→ Directions: Output the rows below, from the line containing "Query: green wall" through the last row, as a Markdown table with the columns No and Line, omitting blank lines.

→ Exercise materials:
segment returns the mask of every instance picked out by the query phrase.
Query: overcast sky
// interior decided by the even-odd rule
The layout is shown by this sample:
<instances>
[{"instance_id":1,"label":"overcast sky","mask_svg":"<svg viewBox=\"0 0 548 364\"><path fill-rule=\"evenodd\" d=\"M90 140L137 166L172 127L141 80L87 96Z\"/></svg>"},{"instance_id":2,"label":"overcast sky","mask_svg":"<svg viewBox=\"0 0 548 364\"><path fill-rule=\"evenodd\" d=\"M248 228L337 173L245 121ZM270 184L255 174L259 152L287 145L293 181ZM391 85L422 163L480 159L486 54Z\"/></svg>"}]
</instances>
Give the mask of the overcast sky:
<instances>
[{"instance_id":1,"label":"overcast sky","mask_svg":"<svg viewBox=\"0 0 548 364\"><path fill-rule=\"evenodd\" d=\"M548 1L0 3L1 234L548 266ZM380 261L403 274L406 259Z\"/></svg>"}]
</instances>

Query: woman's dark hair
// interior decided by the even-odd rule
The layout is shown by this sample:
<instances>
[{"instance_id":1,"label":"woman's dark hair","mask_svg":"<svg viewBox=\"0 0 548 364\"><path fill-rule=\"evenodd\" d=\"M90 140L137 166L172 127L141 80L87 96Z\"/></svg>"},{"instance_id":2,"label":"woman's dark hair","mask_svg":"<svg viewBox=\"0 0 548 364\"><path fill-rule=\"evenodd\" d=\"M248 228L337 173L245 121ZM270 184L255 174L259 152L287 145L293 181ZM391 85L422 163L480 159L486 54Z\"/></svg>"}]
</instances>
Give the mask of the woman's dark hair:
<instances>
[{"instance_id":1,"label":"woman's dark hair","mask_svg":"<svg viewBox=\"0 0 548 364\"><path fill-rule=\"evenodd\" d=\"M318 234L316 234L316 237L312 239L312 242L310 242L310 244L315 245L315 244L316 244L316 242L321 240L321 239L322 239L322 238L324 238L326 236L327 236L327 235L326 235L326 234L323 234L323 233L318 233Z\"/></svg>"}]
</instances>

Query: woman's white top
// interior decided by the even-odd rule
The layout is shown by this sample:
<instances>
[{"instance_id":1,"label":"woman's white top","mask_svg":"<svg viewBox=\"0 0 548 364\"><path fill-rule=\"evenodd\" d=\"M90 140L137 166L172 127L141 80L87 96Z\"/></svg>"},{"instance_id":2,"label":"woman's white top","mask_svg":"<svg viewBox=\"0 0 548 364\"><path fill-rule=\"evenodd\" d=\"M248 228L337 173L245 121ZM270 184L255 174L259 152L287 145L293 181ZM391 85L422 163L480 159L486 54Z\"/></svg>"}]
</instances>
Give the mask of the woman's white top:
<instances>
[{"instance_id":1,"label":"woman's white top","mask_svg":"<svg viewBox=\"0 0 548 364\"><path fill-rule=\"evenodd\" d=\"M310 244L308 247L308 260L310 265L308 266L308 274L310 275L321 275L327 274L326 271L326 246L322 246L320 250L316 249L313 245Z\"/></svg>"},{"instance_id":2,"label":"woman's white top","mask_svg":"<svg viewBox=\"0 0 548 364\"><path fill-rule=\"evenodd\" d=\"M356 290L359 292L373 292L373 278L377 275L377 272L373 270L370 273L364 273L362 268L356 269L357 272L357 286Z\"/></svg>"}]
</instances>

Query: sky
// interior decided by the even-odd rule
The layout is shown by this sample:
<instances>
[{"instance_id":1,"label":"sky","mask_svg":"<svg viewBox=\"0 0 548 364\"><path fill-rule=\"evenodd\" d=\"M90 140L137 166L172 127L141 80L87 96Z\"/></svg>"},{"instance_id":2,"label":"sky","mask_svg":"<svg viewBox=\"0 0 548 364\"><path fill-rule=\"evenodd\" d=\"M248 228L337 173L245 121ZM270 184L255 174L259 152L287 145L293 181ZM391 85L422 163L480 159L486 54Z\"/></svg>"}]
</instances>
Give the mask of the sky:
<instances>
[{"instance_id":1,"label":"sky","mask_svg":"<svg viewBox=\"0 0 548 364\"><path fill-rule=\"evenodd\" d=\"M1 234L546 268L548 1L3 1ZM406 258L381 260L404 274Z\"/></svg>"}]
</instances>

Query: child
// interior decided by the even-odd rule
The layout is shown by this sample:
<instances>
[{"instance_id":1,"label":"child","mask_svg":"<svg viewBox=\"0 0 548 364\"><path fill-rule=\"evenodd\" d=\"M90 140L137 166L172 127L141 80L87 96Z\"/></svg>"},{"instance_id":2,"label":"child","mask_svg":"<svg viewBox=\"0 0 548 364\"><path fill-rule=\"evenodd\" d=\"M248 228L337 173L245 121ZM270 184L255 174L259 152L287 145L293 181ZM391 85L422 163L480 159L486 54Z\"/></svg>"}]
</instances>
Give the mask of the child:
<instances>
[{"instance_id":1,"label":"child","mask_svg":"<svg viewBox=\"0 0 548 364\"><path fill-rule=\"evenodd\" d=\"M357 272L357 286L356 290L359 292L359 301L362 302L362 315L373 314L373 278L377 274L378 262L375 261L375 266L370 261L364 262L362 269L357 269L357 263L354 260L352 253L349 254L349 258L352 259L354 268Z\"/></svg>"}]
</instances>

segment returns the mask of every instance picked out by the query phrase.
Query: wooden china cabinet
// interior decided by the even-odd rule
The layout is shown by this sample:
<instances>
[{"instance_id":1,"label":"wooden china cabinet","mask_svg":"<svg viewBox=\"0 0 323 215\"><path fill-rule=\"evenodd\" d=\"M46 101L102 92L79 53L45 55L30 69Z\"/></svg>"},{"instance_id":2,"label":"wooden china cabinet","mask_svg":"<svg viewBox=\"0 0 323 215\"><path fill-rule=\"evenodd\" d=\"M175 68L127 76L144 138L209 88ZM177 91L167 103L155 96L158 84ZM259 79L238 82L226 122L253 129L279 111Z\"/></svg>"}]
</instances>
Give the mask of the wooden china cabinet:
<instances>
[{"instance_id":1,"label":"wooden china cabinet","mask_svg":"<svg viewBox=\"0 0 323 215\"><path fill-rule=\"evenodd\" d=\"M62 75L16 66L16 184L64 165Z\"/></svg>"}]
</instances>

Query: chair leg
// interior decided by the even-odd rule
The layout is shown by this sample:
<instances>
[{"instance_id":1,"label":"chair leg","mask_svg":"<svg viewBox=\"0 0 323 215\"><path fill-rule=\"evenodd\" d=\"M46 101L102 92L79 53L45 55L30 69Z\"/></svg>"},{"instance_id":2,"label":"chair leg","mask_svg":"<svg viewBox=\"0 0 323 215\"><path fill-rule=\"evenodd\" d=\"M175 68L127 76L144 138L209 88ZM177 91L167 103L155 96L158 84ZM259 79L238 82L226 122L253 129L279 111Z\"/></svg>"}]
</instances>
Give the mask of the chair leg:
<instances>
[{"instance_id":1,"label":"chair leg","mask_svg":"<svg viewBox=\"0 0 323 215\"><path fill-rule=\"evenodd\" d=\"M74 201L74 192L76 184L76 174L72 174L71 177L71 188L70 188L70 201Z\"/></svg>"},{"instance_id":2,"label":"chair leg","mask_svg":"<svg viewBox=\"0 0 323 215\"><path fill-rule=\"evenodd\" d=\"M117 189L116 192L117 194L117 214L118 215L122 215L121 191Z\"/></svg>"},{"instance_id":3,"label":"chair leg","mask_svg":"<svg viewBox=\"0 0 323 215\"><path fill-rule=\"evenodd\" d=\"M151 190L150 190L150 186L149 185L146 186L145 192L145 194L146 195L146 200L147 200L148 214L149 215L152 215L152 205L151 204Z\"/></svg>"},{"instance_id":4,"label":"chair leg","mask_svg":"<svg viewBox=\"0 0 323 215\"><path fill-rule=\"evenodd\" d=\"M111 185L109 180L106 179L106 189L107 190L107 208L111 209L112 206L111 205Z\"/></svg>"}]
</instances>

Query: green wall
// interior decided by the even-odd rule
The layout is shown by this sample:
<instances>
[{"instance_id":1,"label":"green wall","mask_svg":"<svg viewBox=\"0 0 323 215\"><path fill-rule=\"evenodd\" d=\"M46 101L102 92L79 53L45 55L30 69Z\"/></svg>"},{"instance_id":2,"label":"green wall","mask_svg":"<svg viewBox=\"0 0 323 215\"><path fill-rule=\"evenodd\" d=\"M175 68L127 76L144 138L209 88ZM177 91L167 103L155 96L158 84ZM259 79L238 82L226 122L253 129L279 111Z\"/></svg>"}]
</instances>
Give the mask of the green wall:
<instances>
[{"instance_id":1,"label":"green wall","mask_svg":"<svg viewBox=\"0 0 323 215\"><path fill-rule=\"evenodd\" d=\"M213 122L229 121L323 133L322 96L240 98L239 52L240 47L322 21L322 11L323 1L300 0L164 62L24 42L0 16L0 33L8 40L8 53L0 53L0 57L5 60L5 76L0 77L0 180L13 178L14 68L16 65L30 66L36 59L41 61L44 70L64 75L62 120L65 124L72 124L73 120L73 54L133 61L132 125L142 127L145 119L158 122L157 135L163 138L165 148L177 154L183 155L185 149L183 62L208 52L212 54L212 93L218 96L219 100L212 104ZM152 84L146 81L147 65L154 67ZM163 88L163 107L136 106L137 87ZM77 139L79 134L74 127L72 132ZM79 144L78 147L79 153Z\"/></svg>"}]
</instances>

→ Correct result:
| No | Line |
|---|---|
| 1 | Query: green wall |
| 2 | // interior decided by the even-odd rule |
| 3 | The layout is shown by this sample: |
| 4 | <instances> |
| 5 | [{"instance_id":1,"label":"green wall","mask_svg":"<svg viewBox=\"0 0 323 215\"><path fill-rule=\"evenodd\" d=\"M46 101L102 92L79 53L45 55L30 69Z\"/></svg>"},{"instance_id":2,"label":"green wall","mask_svg":"<svg viewBox=\"0 0 323 215\"><path fill-rule=\"evenodd\" d=\"M175 68L127 76L144 138L209 88ZM177 91L167 103L155 96L158 84ZM259 79L238 82L226 122L253 129L279 111Z\"/></svg>"}] |
| 6 | </instances> |
| 7 | Give the mask of the green wall: |
| 8 | <instances> |
| 9 | [{"instance_id":1,"label":"green wall","mask_svg":"<svg viewBox=\"0 0 323 215\"><path fill-rule=\"evenodd\" d=\"M213 122L229 121L323 133L322 96L240 98L239 52L240 47L322 21L322 11L323 1L300 0L164 62L24 42L0 16L0 33L8 40L8 53L0 53L0 57L5 60L5 76L0 77L0 180L13 178L14 68L16 65L30 66L36 59L41 61L44 70L64 75L62 120L65 124L72 124L73 120L73 54L133 61L132 125L142 127L145 119L158 122L157 135L163 138L165 148L177 154L183 155L185 149L183 62L208 52L212 54L212 93L218 96L219 100L212 104ZM152 84L146 81L147 65L154 67ZM163 88L163 107L136 106L137 87ZM77 139L79 134L74 127L72 132ZM79 144L78 147L79 153Z\"/></svg>"}] |
| 10 | </instances> |